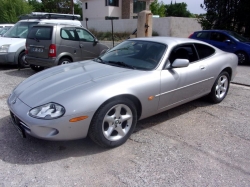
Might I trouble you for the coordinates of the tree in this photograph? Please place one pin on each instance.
(11, 10)
(226, 14)
(177, 10)
(158, 8)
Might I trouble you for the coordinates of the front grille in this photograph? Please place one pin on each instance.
(19, 122)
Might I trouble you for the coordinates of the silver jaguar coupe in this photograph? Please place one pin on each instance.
(105, 97)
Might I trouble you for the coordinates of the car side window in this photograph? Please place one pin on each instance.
(68, 33)
(204, 51)
(84, 35)
(203, 35)
(186, 51)
(219, 37)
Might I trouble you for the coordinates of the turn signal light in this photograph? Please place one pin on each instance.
(78, 118)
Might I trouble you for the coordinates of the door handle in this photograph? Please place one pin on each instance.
(202, 67)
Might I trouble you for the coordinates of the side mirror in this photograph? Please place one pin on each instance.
(95, 40)
(180, 63)
(103, 51)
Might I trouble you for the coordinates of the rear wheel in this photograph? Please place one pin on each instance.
(36, 68)
(21, 62)
(242, 57)
(113, 123)
(64, 61)
(220, 88)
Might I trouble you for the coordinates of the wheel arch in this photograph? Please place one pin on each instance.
(229, 71)
(132, 98)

━━━━━━━━━━━━━━━━━━━━

Write out all the lines of the records again, requests included, and shift each coordinate in the answers by adding 31 to both numbers. Leave the pictures out.

▸ **FULL SOLUTION**:
Might I trouble you for the coordinates of the tree in this photograph? Please place one pin on each instance.
(42, 41)
(257, 45)
(208, 41)
(189, 39)
Might I trouble you for the coordinates of the front grille in this photograph? Please place one pin on each instance.
(50, 153)
Might I trouble you for the coordinates of the silver jaguar coupe in this photograph? Please place one pin on each instance.
(136, 128)
Might I trouble you for the coordinates of the car side window in this photograph? Please place one pin on each instance.
(99, 64)
(235, 82)
(115, 66)
(234, 66)
(217, 82)
(250, 68)
Might I trouble you for the coordinates of the turn signal light in this photograph? Please place one pin on each instance.
(109, 149)
Might I trouble you for the coordinates of the door handle in this photograph? Please place one pin on each instance.
(233, 98)
Might I trouble you for the coordinates of the side mirror in this photograph? Please place one pin on each instance.
(126, 71)
(211, 94)
(134, 82)
Might I trouble you for the coordinates of the rear wheel in this photograph? Please place one pin on each instance.
(67, 99)
(52, 93)
(273, 88)
(144, 154)
(95, 92)
(251, 119)
Might I trouble you for the coordinates of the wheel arch in this photograph? Please place one pin on each instance.
(260, 102)
(163, 129)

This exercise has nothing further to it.